**Record excerpts**.
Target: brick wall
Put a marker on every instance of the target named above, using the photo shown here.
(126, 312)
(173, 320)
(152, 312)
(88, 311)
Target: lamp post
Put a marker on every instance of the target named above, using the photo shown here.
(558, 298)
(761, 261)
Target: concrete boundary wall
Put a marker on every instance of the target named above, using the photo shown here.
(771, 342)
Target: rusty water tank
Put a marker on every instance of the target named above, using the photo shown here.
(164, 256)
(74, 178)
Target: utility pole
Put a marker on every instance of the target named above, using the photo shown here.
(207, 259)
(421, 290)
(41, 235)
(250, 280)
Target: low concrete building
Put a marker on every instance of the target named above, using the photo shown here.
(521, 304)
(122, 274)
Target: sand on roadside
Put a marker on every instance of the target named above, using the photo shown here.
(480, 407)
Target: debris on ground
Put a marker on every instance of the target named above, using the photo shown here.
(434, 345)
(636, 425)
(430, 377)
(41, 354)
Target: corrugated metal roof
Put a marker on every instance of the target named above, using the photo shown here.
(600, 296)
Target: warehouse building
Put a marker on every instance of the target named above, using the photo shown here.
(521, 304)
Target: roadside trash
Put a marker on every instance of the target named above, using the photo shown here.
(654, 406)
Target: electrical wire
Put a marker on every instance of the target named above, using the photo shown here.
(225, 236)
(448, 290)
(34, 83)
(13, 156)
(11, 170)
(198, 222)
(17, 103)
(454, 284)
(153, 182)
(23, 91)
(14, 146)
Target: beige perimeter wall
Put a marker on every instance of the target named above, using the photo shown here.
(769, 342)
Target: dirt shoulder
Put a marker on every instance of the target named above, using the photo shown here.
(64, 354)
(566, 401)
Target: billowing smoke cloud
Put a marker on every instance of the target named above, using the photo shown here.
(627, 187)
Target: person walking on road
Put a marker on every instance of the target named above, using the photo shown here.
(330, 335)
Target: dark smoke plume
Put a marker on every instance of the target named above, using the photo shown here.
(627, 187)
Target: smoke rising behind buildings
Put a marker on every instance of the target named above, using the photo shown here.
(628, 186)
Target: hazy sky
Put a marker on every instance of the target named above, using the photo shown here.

**Aim**. Please reproduce word for word the records from the line with "Target: person walking on road" up to and including the last line of the records.

**Task output**.
Target: person walking on road
Put a marker on every instance of the target named above, using the photo shown here.
(330, 335)
Target: dark smoke plume
Put a marker on every instance of the target named above, using the photo shown here.
(627, 187)
Target: smoke rising behind buildings
Put a marker on every instance of the target named above, using the photo shown here.
(628, 186)
Target: hazy sky
Put a marker on every instance of the target named above, using the photo shown here.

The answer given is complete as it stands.